*TÂCHES ET EXERCICES*
[1] Dans le texte sur les trente glorieuses, qui est l'auteur de l'expression « les trente glorieuses » ?
[2] Résumez en deux phrases le texte sur les trente glorieuses.
[3] Prolongez le texte sur les trente glorieuses à partir de l'endroit où il s'arrête.

*EXTRAIT CHOISI*
################
L’Europe a vécu son état de grâce durant "les trente glorieuses", expression utilisée par Jean Fourastié, et qui traduit l’importante prospérité (on peut même parler d’âge d’or) que connut l’Europe de l’ouest durant la période 1945-1975.

Cela s’explique par plusieurs facteurs, et notamment par les importantes destructions issues de la Seconde Guerre Mondiale, qui obligèrent les pays touchés par la guerre à se reconstruire avec l’aide du plan Marshall.

Et si l’Allemagne de l’Ouest fut occupée par les forces armées des pays vainqueurs de la guerre (dont les Etats-Unis, l’Angleterre et la France), elle bénéficia du parapluie nucléaire mis en place par les forces de l’Otan quand Staline décida, au nom d’une Union Soviétique qui signa elle aussi les accords de Yalta, d’envahir l’Europe de l’Est et d’intégrer de force les pays de cette région dans le giron communiste.

Sur le plan politico-économique,  les pays d’Europe de l’Occident qui s’étaient combattus durant la guerre, décidèrent, à l’initiative des Français Jean Monnet et Robert Schuman, de créer une Europe fondée au départ sur l’alliance entre deux pays qui se détestaient jusque là en raison de trois guerres successives : à savoir la France et l’Allemagne, auxquelles viendront immédiatement s’ajouter les pays du Bénélux et l’Italie, pour fonder ensemble la première communauté européenne (elle qui fut d’abord économique, avec la gestion des ressources associées à l’exploitation du charbon et de l’acier, avant de devenir non seulement une zone de libre échange par suppression des barrières douanières et tarifaires, mais également un espace politique doté des ressources nécessaires pour soutenir les pays en difficulté et, avec le temps, pour maintenir les taux de change des devises des pays membres à l’intérieur de fourchettes déterminées.
################
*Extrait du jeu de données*
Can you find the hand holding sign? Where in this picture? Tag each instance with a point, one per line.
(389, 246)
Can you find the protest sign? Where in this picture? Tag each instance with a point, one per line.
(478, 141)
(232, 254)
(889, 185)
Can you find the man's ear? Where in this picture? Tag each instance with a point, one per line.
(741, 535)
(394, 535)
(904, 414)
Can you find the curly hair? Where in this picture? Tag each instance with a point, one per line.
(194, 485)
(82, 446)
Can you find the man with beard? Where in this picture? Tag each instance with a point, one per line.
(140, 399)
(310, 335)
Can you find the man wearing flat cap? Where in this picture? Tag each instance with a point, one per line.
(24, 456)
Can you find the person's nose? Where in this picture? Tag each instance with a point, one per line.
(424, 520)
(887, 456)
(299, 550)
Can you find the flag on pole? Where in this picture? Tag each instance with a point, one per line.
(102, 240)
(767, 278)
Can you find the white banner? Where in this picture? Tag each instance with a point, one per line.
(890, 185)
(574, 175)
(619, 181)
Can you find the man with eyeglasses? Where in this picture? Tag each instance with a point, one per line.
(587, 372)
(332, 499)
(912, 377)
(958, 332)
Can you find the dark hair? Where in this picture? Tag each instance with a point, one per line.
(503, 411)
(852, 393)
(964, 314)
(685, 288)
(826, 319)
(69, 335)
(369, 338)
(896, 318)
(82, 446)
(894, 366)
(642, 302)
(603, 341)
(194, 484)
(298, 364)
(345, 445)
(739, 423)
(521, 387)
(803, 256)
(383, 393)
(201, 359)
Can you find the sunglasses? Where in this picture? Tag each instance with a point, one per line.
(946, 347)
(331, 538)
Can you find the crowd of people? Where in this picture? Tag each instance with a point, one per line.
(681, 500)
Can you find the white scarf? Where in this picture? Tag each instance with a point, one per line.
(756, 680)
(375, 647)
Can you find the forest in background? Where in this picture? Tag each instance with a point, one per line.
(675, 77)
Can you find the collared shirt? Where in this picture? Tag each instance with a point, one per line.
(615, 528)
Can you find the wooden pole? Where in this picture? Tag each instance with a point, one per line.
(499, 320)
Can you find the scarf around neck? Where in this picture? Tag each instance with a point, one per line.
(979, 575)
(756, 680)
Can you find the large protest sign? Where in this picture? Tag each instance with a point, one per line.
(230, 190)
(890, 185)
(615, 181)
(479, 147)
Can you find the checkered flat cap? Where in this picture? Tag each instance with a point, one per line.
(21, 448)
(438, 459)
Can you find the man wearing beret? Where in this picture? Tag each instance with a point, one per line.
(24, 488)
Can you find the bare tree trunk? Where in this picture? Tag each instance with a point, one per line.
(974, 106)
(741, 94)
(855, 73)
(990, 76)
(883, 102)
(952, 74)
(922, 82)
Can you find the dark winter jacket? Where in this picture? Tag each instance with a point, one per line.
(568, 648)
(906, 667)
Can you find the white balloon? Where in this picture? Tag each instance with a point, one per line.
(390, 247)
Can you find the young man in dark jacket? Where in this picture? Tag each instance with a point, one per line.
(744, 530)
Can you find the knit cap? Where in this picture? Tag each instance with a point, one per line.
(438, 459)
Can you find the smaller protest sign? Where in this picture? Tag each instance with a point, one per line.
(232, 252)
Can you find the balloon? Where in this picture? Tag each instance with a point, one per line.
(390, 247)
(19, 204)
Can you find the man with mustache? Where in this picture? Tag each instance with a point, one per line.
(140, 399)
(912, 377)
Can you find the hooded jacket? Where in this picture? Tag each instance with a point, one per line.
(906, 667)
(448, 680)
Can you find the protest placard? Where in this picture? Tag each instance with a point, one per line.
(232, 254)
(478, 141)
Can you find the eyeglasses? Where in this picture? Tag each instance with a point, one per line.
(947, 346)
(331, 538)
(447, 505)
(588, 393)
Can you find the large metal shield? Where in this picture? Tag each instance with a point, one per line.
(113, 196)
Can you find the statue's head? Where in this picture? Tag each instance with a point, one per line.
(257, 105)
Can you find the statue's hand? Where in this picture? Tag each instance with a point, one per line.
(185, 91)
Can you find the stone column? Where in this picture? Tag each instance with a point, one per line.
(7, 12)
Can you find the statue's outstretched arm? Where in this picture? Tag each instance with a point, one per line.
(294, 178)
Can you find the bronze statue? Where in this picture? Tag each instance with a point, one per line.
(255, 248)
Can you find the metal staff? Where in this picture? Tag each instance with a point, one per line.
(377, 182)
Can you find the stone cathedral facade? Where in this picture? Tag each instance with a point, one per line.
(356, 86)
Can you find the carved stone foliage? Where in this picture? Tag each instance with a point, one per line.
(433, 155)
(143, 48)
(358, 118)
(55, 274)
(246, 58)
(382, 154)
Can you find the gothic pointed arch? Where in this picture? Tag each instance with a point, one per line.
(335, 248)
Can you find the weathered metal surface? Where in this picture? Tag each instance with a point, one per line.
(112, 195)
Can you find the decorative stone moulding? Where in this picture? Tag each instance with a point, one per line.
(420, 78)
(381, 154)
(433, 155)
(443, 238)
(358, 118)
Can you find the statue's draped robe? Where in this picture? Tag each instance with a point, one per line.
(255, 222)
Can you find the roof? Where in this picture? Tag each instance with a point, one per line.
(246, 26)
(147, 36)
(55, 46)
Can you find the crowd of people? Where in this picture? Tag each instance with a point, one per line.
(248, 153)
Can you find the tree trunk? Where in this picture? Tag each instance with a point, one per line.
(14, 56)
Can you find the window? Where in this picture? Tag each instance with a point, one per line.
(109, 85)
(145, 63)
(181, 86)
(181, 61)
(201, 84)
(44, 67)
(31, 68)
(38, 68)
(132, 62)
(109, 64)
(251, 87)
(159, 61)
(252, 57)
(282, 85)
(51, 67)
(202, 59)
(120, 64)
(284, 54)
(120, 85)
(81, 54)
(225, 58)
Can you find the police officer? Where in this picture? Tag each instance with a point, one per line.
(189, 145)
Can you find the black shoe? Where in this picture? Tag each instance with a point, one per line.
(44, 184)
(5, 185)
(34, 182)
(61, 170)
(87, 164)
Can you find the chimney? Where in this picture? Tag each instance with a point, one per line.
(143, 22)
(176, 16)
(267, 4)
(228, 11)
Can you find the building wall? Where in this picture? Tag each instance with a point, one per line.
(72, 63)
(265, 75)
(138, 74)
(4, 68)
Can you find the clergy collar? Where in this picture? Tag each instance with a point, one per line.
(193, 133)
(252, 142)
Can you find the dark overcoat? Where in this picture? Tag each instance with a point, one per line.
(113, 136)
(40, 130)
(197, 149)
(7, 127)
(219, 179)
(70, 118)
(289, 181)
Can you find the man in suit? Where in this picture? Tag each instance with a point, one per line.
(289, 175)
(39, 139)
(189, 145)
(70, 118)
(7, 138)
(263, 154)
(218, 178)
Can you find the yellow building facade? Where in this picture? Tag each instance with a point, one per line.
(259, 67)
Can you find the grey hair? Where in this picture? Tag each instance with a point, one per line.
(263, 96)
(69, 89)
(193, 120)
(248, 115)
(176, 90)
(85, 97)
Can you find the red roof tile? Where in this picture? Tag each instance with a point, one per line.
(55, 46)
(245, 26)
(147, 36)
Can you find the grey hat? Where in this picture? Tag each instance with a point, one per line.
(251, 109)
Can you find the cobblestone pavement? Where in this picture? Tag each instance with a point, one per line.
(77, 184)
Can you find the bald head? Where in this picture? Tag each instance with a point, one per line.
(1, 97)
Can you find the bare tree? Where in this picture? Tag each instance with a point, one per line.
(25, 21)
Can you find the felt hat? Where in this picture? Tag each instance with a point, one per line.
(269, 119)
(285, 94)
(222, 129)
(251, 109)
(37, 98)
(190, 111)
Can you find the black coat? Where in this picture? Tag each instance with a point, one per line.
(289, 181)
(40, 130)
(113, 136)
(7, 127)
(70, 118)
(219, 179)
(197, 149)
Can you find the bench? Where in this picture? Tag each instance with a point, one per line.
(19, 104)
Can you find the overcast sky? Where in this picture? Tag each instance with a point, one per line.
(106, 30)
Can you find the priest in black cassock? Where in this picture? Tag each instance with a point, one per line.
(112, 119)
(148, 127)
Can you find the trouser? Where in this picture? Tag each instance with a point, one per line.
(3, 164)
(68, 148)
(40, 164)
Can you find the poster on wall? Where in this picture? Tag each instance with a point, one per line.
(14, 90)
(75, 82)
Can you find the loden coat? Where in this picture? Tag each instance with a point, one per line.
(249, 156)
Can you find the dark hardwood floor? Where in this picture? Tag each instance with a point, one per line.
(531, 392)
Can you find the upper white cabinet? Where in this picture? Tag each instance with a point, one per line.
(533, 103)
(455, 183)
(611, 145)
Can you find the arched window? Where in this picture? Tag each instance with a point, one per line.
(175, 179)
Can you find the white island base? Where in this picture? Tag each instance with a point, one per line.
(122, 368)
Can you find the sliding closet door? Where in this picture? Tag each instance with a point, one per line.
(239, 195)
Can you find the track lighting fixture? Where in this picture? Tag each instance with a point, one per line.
################
*RÉPONSES FOURNIES*
[1] Jean Fourastié.

[2] Les trente glorieuses, expression de Jean Fourastié, désignent la forte prospérité qu'a connue l'Europe de l'Ouest entre 1945 et 1975, en partie grâce à la reconstruction d'après-guerre soutenue par le plan Marshall. À l'initiative de Jean Monnet et de Robert Schuman, la France et l'Allemagne, rejointes par les pays du Bénélux et l'Italie, fondèrent la première communauté européenne, d'abord économique autour du charbon et de l'acier, puis devenue une zone de libre-échange et un espace politique.

[3]
Il faut néanmoins préciser que cette Europe-là n’avait comme membres que des pays capitalistes développés, et non des pays communistes ou des pays vivant, comme la Grèce, sur les confins du continent européen.

Quant à l’idéologie présidant à cette Europe-là, si elle fut chrétienne-démocrate, ou chrétienne sociale, dans sa toute première mouture, elle deviendra de plus en plus social-démocrate avec le temps.

Sur le plan monétaire, le Serpent du même nom (nom qui vient de la nécessité de maintenir les devises des pays membres dans des fourchettes déterminées), sera remplacée par la monnaie unique connue aujourd’hui sous le nom d’euro, celle-ci étant gérée par une BCE composée, le plus souvent, de membres issus des anciennes banques centrales des pays ayant intégré le giron de l’euro.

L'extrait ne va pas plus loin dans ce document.